───── AVAILABLE DATA

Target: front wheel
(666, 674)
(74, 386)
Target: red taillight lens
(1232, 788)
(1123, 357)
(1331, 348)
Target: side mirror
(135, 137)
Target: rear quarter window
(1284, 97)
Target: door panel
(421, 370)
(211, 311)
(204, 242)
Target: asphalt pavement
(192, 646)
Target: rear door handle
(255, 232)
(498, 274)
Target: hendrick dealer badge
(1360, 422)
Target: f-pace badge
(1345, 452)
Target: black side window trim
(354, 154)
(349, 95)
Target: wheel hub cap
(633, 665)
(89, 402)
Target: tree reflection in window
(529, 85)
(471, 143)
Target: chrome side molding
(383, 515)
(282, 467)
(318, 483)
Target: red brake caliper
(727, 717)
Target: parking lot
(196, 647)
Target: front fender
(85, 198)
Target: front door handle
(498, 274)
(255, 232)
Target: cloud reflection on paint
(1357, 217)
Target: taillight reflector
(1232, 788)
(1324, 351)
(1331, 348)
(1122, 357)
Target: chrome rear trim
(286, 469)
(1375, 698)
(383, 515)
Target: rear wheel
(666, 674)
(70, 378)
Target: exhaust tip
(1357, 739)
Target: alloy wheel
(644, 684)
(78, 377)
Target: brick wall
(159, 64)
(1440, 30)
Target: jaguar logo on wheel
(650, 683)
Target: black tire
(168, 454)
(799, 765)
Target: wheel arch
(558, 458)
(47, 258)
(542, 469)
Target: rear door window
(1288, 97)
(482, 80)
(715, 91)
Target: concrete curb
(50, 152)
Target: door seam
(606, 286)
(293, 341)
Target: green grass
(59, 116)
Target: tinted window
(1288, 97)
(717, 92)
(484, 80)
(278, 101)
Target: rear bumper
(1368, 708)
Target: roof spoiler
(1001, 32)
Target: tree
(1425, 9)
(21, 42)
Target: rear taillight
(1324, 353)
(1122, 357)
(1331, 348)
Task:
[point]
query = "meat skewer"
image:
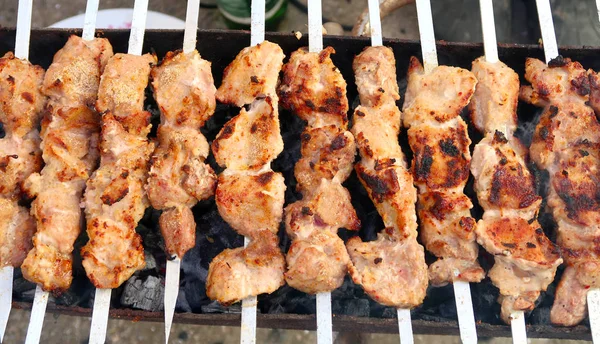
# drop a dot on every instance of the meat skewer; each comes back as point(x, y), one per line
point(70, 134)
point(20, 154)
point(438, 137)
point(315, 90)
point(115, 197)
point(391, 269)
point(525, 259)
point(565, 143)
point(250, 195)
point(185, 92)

──────────
───── AVAILABLE DATA

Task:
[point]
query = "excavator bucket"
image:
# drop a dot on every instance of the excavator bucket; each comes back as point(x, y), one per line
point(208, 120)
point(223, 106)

──────────

From the data above, pick out each line containing "query" and copy it.

query = "meat skewer"
query = "excavator bucket"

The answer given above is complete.